# LIST OF TASKS
a) Write out the passage of the Eastern music discussion starting with "While artists from" and going on through "wants to know.", word for word.
b) Resume the Eastern music discussion right after its final sentence and carry it forward.

# PAGE EXTRACT
■ ■ ■ ■ ■ ■ ■

The Weekly Eastern DiScussion: just what do we know about Eastern music?
While artists from Japan have made inroads into western musical circles for many a year now – one only has to cast their mind back to last year to find Polysics touring with Kaiser Chiefs – few bands from other far eastern countries – China, Korea, Thailand, et cetera – have transferred domestic successes onto an international platform; or, rather, one beyond their immediate neighbours. Why is what DiS wants to know.
J-Pop (literally Japanese pop music) is a phenomenon in Japan, and has been since the days of Emperor Hirohito when American jazz crossed the Pacific. Its Korean cousin, K-Pop, is similarly huge (C(hinese)-Pop is growing, too): although restricted to the southern territory – popular music is still tough to find in North Korea – the movement has been building a considerable head of steam since the early 1990s. Considered experimental for the market they operated within, the group Seo Taiji and Boys (pictured) re-wrote the Korean pop rulebook in 1992, incorporating aspects of western contemporary music such as rap and techno and breaking into the charts in ballistic fashion. The band dominated the Korean market a la Take That in the UK, but their name never breached geographical boundaries.

■ ■ ■ ■ ■ ■ ■

Dataset rows
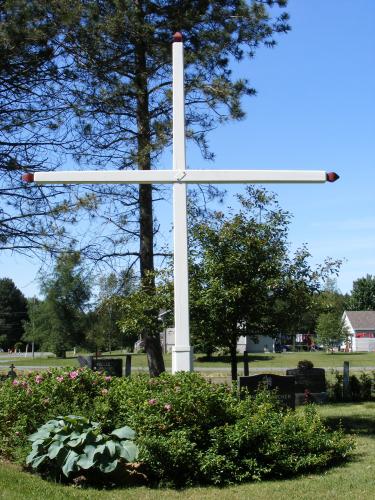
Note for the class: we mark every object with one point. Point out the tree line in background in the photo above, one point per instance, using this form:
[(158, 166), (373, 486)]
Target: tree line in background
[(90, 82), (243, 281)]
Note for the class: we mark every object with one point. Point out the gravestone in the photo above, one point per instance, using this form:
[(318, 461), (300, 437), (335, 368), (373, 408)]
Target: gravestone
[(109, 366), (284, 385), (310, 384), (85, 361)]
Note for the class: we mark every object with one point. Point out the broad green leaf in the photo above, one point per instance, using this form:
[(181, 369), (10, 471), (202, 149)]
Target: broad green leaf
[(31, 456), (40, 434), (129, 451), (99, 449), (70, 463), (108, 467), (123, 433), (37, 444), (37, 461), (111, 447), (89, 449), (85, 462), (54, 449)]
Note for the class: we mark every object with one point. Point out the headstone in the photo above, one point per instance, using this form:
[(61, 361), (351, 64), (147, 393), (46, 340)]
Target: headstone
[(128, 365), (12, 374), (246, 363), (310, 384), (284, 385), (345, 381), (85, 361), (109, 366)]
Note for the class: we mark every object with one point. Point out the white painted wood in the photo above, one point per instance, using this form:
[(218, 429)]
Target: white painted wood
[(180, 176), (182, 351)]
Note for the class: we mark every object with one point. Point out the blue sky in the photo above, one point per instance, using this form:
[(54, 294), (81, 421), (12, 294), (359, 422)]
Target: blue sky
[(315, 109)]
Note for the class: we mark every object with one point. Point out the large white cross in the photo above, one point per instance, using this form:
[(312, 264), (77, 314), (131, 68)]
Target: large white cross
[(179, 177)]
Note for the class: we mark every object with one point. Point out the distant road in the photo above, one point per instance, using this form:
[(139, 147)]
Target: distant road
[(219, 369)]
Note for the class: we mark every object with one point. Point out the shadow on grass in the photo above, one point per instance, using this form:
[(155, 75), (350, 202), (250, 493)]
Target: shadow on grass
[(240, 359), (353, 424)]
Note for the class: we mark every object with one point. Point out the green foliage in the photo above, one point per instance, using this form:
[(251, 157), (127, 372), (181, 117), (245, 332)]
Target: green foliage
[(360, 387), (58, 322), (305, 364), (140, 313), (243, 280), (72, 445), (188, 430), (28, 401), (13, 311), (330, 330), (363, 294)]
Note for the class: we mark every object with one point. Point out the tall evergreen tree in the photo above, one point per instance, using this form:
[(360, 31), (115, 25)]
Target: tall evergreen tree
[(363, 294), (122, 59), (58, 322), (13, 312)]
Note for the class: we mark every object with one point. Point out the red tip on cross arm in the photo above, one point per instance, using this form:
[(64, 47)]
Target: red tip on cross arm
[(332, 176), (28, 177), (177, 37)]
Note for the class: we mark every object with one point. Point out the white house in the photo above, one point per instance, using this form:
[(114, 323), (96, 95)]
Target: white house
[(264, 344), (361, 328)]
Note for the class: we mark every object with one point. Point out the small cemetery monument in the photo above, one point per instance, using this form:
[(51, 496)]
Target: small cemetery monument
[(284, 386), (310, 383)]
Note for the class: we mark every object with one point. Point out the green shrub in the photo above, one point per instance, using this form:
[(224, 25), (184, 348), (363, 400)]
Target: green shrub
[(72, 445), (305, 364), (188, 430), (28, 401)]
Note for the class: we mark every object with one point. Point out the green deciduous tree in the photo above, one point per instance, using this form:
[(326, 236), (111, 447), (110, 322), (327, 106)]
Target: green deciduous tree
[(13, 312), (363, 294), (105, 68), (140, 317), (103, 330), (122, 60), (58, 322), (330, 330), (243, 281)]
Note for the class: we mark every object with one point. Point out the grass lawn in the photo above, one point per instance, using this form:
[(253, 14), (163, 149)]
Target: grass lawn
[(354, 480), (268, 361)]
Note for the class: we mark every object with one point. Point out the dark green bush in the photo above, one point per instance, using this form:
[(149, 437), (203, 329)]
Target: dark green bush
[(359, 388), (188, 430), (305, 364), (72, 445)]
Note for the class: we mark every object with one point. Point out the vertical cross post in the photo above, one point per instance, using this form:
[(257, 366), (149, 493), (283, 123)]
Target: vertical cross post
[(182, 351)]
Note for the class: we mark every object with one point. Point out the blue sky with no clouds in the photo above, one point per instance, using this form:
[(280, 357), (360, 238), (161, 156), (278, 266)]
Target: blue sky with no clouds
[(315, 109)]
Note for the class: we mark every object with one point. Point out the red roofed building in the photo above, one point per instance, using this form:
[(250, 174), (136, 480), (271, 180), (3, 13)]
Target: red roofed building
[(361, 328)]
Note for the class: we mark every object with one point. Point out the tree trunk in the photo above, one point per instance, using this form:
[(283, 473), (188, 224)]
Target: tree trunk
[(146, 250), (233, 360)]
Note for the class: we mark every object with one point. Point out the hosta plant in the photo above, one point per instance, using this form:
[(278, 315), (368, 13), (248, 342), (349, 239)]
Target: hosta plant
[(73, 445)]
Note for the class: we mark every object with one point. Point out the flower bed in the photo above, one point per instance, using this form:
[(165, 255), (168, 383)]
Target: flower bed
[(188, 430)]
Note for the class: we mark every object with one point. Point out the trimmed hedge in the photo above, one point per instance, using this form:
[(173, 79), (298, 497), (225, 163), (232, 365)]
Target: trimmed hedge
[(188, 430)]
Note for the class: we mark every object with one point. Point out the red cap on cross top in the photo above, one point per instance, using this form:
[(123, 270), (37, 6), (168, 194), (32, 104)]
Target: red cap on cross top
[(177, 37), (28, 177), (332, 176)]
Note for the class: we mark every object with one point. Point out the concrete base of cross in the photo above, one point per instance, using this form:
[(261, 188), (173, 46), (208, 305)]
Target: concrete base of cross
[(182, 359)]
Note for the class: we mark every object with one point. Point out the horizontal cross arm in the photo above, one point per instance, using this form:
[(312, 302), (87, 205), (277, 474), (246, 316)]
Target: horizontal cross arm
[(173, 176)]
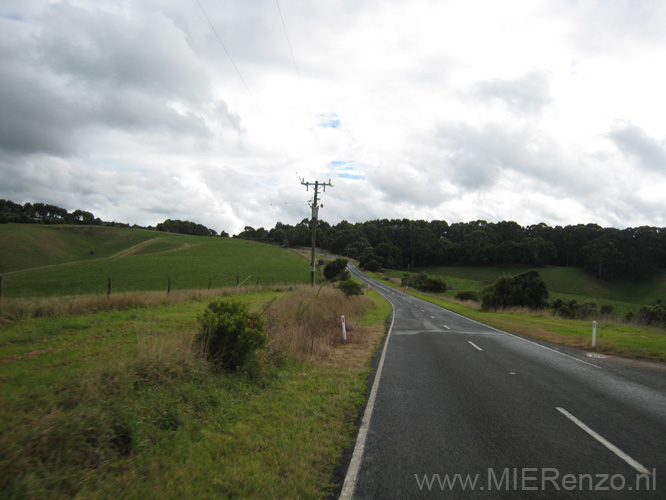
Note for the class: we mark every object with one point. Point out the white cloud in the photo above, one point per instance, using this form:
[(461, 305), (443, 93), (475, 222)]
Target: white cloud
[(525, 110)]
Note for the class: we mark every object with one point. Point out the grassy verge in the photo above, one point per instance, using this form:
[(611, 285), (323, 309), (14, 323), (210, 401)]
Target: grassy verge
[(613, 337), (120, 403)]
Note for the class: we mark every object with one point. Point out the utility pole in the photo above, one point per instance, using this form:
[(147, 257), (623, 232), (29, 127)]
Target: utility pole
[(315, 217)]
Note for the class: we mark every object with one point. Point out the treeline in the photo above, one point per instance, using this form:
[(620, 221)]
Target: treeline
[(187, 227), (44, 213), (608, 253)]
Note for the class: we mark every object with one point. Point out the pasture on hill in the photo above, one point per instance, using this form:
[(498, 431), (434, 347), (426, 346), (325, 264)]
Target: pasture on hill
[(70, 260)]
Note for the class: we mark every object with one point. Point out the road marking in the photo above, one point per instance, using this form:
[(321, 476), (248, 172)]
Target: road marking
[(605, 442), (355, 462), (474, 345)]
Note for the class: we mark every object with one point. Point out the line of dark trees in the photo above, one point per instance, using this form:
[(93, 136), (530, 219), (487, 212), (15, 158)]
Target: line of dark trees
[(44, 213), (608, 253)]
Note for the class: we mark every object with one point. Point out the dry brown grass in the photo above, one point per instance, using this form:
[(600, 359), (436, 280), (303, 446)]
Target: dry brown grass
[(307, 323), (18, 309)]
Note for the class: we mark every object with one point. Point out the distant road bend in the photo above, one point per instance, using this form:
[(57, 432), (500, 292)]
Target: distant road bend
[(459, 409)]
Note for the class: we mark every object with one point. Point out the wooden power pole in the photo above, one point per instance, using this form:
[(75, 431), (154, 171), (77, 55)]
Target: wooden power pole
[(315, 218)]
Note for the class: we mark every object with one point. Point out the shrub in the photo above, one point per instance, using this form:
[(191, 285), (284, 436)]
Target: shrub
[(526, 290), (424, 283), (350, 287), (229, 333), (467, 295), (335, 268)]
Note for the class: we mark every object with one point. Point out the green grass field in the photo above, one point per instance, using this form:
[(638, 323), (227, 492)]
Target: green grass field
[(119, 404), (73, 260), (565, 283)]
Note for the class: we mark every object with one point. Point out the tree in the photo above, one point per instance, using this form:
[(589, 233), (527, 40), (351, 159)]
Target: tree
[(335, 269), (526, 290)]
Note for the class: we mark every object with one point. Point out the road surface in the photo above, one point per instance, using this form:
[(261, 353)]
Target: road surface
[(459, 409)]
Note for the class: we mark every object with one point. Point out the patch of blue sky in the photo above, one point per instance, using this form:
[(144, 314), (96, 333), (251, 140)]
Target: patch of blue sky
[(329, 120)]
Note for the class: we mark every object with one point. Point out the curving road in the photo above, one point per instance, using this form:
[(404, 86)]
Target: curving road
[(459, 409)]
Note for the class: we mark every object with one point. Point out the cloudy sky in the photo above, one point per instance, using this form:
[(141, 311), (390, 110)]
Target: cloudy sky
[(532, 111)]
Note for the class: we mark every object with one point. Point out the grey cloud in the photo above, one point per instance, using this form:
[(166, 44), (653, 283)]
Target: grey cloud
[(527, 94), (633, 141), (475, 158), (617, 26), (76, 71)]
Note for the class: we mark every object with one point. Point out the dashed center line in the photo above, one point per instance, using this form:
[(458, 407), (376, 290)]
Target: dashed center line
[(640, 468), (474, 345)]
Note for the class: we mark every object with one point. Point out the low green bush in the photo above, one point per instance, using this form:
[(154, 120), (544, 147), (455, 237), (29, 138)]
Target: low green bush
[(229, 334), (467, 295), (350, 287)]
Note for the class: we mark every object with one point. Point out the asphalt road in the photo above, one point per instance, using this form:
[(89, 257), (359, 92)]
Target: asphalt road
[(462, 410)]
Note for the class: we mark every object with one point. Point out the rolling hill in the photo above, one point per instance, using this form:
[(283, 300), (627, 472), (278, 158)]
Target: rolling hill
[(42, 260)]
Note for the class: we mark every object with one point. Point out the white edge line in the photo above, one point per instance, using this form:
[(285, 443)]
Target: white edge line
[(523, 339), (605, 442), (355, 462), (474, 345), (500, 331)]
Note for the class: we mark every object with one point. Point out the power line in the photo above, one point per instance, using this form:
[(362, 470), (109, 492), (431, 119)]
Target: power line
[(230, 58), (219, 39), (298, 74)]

■ ■ ■ ■ ■ ■ ■

# THE RESULTS
a)
While artists from Japan have made inroads into western musical circles for many a year now – one only has to cast their mind back to last year to find Polysics touring with Kaiser Chiefs – few bands from other far eastern countries – China, Korea, Thailand, et cetera – have transferred domestic successes onto an international platform; or, rather, one beyond their immediate neighbours. Why is what DiS wants to know.

b)
Today, things are improving – with the internet providing music fans the world over access to the weirdest and most wonderful indigenous work around, the likes of Korean boyband TVXQ and former girlband singer turned solo artist Ayumi Lee are exposed to a global audience, should said audience want to search them out. Some musicians turn to acting to aid their exposure – Lee Jung-hyun, for example, balances a successful pop career in Korea, evolving from techno-influenced output to more Spanish-flavoured material, with a series of motion pictures. But still these acts, and myriad others, remain on the fringes of worldwide acceptance.
That why seems to boil down to one thing: the language barrier. But that may soon be a thing of the past, as Chinese continues to be spoken by more and more foreigners. Already a heavy influence on Japanese and Vietnamese in terms of style, the language is becoming essential for business transactions, as China grows as an international marketplace. In the music world, though, China is still seen as a pirate’s paradise – illegal copies of albums flood the market, and the result is that many releases are tested in Hong Kong and Taiwan before China.
Few Chinese acts have, as yet, explored foreign audiences beyond the realm of the internet. Rock outfit Joyside, from Beijing, even experienced difficulty taking their music on the road domestically: their attempts to win over audiences unmoved by rock ‘n’ roll are captured in the film Wasted Orient. Its American director, Kevin Fritz, said of the film: “The film Wasted Orient is what it is, pure and simple. It's honest. It is the true way of Chinese rock n' roll. It's not glamorous. It's filthy. It's filled with despair. It's very unwanted in that society and is shown in its citizens' apathetic response to it.”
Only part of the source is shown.